## WHAT IS EXPECTED
Find each line below that contains the word "black" and copy it out.
▬▬▬▬▬▬
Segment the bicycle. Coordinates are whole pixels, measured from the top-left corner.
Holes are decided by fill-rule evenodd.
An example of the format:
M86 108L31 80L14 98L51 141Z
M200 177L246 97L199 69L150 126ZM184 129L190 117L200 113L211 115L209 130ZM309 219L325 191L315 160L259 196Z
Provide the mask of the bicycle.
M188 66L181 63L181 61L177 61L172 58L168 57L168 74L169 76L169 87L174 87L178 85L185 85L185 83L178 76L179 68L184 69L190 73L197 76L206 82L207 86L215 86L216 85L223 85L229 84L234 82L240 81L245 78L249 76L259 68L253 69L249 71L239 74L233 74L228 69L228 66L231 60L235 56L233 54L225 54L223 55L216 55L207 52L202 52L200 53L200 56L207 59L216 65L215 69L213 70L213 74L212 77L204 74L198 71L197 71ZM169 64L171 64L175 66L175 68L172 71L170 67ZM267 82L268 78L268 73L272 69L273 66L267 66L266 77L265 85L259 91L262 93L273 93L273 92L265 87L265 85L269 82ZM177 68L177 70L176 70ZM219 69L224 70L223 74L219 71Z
▬▬▬▬▬▬
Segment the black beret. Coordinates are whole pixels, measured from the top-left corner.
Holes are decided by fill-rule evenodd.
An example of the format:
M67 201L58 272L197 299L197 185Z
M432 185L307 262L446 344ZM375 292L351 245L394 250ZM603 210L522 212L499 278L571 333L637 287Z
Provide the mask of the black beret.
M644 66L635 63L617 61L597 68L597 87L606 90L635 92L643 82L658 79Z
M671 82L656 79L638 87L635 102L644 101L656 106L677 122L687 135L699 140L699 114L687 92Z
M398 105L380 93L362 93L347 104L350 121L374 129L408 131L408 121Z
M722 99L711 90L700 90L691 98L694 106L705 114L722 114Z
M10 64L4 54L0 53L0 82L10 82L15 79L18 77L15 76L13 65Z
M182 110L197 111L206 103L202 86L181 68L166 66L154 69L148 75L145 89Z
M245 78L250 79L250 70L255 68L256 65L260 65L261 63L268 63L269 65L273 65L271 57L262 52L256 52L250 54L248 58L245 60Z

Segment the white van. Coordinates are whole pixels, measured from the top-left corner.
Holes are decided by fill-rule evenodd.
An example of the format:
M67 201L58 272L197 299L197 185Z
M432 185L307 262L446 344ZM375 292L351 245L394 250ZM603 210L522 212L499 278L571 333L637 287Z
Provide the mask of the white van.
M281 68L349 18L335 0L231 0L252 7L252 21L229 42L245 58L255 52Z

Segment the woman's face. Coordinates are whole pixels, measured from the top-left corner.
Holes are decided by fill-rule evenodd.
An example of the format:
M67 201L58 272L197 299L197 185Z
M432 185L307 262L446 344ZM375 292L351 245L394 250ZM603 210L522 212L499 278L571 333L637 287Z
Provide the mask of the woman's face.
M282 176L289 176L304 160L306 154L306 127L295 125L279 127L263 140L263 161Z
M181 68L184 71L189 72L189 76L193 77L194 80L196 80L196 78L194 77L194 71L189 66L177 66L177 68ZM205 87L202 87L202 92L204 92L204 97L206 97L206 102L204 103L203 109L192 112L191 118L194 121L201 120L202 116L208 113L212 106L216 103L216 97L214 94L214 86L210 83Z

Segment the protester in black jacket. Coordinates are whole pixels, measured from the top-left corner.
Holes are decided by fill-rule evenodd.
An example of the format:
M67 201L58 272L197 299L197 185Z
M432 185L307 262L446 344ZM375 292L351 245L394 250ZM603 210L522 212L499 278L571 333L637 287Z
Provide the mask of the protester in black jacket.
▬▬▬▬▬▬
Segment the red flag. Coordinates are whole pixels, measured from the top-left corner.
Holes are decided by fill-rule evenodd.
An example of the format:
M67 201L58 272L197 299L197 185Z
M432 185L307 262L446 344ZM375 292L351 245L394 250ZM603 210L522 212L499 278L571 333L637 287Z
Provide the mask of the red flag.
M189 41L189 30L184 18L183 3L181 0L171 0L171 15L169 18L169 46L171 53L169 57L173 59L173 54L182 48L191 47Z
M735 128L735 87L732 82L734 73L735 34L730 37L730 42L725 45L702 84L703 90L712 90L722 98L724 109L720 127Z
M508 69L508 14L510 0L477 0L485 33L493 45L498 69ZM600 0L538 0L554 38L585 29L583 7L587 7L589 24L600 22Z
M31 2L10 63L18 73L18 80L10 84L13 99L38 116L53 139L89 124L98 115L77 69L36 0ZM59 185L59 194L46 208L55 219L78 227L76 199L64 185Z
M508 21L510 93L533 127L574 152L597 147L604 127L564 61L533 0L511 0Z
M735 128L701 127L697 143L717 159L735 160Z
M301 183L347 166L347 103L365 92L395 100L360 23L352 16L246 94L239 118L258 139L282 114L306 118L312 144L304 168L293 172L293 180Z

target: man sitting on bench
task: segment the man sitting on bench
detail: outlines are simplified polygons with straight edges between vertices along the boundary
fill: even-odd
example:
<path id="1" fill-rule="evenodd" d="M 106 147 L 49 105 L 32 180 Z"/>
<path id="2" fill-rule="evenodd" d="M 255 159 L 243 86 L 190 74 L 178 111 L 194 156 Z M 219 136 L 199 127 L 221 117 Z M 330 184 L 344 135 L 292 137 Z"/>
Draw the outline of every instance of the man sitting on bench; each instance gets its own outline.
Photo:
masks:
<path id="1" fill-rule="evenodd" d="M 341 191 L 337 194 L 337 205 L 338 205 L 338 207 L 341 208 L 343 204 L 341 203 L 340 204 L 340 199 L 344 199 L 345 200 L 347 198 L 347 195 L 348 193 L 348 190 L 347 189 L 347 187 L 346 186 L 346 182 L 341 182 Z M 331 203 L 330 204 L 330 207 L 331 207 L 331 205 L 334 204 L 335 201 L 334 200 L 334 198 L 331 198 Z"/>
▬▬▬▬▬▬
## ANSWER TO THE TASK
Segment the black beret. Coordinates are whole pixels, measured from the top-left corner.
Provide the mask of the black beret.
Segment the protester in black jacket. Coordinates are whole pixels, measured from the top-left corner.
Provide the mask of the protester in black jacket.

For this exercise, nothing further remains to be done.